:: Exercise requirements ::
Start at the line that contains "[[311, 61], [107, 98], [185, 6]]". Repeat it and each line after it, exactly, up to and including the final line of the data.

:: Record extracts ::
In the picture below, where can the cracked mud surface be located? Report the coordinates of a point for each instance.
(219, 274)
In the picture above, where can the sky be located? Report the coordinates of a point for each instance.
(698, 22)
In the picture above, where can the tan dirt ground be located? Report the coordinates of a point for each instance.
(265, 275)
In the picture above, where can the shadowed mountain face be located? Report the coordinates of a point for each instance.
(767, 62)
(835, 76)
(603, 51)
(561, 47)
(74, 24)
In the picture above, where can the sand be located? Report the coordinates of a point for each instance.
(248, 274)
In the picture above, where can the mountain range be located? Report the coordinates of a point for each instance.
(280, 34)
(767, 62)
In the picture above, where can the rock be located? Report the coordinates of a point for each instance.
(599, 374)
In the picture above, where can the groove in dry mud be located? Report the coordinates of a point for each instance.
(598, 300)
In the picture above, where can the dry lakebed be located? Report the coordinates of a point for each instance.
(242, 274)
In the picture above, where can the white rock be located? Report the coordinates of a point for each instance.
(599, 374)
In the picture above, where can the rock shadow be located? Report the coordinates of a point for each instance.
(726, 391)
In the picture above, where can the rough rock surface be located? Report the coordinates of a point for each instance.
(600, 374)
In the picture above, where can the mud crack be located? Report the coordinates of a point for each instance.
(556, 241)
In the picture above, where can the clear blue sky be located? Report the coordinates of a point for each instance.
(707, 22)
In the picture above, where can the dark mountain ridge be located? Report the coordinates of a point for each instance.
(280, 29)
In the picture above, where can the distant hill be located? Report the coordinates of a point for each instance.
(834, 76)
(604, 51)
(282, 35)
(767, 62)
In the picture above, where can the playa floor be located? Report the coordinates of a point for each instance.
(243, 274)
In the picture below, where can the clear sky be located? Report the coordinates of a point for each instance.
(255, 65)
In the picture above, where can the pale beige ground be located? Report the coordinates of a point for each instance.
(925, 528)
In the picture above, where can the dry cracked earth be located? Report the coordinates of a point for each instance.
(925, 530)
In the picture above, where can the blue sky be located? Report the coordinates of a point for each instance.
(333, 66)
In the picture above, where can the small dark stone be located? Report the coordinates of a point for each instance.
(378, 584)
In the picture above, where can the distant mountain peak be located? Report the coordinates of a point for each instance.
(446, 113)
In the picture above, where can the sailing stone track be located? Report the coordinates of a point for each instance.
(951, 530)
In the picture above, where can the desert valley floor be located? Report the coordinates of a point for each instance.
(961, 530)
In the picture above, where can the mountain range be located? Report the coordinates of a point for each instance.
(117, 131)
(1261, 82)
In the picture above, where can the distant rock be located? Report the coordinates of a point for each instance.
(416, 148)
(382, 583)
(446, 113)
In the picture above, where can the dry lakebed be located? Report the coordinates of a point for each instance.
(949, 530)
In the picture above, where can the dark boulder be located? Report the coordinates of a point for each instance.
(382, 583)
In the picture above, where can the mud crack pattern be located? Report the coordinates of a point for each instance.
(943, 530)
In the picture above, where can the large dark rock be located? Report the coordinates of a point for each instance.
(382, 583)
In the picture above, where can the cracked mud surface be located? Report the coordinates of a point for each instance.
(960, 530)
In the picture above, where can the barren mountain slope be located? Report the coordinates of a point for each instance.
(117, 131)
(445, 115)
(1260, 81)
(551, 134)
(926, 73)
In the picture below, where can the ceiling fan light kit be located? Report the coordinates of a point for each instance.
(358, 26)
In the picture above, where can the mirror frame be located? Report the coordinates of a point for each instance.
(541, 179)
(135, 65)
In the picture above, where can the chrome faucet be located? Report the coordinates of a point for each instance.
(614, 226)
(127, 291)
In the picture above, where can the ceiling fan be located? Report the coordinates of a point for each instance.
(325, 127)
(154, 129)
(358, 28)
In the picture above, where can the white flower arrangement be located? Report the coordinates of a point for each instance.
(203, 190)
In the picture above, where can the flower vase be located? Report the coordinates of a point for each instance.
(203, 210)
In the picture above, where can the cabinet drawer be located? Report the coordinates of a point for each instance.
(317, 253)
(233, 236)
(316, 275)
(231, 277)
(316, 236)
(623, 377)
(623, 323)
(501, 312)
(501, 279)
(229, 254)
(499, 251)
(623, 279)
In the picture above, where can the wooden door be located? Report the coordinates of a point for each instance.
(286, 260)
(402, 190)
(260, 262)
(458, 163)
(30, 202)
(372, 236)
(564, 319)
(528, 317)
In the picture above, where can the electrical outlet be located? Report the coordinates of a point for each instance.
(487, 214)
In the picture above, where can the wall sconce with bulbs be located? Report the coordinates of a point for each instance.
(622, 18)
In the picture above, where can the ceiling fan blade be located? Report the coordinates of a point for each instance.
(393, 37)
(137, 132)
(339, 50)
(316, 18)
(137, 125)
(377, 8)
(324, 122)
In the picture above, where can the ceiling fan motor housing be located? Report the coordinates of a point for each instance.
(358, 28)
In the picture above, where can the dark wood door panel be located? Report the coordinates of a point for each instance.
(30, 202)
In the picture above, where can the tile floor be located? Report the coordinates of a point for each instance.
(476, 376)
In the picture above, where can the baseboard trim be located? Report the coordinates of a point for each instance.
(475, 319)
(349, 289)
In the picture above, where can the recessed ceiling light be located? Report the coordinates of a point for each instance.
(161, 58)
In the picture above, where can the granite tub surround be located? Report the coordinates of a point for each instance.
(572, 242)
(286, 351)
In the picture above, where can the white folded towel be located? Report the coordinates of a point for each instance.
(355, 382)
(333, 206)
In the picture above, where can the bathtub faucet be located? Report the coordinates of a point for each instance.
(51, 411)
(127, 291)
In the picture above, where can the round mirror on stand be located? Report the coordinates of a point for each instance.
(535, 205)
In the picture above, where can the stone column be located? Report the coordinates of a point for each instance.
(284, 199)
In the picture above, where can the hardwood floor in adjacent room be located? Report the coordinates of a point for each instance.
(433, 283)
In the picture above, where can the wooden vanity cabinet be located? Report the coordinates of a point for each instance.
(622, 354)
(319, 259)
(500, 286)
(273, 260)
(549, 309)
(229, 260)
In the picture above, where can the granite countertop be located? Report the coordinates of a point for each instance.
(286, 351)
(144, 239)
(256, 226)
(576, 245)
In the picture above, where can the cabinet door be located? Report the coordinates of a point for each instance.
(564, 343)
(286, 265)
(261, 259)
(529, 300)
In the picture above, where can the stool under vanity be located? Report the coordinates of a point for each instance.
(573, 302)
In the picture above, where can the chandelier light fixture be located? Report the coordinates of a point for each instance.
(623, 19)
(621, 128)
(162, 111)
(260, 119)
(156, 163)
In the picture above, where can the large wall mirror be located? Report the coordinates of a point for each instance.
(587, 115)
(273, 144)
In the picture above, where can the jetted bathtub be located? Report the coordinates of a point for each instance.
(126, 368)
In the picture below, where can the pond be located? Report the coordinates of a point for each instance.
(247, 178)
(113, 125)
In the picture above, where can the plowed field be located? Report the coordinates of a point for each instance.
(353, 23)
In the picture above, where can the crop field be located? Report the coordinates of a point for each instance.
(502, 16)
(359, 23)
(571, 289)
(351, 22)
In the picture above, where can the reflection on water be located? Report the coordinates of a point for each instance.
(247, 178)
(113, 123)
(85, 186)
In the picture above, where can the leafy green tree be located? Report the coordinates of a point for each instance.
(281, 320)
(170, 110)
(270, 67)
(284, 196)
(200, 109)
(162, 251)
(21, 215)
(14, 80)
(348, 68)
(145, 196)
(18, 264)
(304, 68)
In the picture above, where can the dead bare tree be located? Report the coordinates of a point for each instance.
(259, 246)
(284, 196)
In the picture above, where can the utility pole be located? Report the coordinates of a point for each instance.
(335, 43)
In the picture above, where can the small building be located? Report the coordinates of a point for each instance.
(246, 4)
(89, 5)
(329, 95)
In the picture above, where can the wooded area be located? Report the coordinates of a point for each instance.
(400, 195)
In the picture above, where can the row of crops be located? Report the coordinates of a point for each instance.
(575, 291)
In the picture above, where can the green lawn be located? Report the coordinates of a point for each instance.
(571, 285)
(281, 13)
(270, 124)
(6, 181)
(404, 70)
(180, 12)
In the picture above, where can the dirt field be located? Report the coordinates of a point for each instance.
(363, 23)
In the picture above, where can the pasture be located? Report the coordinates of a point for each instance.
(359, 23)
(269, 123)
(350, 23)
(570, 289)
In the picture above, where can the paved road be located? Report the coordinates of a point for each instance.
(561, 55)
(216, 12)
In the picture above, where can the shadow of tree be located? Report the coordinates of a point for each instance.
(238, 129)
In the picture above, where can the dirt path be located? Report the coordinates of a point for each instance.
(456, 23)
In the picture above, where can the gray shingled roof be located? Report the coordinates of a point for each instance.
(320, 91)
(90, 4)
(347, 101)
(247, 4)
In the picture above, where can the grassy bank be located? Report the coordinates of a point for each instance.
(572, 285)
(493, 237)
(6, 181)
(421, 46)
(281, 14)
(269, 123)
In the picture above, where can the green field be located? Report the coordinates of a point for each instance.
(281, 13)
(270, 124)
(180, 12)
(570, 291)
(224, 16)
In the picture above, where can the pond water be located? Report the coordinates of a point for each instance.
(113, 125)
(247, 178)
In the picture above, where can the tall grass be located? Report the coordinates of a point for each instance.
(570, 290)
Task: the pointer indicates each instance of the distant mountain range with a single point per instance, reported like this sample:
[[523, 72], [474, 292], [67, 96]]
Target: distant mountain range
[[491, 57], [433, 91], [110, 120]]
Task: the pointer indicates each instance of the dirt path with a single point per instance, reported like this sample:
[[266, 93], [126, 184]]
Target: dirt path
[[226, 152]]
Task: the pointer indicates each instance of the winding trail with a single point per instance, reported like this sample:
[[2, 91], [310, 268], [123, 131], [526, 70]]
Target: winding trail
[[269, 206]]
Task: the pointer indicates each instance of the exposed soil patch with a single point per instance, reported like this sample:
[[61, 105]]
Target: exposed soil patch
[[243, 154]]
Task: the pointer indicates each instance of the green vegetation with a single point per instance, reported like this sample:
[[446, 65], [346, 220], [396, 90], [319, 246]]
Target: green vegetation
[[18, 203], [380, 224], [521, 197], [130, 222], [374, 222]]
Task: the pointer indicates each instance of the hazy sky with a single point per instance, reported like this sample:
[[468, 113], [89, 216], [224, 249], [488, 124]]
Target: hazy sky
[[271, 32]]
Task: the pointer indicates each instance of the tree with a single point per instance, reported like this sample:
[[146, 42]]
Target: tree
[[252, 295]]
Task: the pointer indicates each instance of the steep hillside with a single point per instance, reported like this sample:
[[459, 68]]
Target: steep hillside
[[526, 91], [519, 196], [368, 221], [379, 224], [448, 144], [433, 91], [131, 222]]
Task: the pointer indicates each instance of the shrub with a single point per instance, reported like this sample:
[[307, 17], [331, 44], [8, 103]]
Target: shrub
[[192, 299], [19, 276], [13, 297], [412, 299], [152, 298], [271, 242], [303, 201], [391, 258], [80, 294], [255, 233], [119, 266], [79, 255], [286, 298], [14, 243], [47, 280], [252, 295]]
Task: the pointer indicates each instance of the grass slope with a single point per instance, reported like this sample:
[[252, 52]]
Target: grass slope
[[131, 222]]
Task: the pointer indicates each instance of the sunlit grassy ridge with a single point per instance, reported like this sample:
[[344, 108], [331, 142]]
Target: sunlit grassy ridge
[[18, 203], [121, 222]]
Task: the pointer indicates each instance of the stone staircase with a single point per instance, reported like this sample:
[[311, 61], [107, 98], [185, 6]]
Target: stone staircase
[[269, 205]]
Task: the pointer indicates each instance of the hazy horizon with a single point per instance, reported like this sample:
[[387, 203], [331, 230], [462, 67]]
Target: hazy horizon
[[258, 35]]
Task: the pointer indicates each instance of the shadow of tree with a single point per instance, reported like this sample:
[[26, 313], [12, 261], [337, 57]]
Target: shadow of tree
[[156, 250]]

:: Reply ::
[[311, 61], [107, 98], [185, 6]]
Target: stone staircase
[[269, 205]]
Task: the pointer indicates each instance of the hazy horizon with a single point per instance, reported like this sample:
[[387, 203], [331, 230], [462, 67]]
Target: hazy horizon
[[258, 35]]
Task: the pointer indicates each instance of the shadow of tree with a single point per instance, reported like this sample:
[[26, 313], [12, 261], [337, 57]]
Target: shadow of tree
[[156, 250]]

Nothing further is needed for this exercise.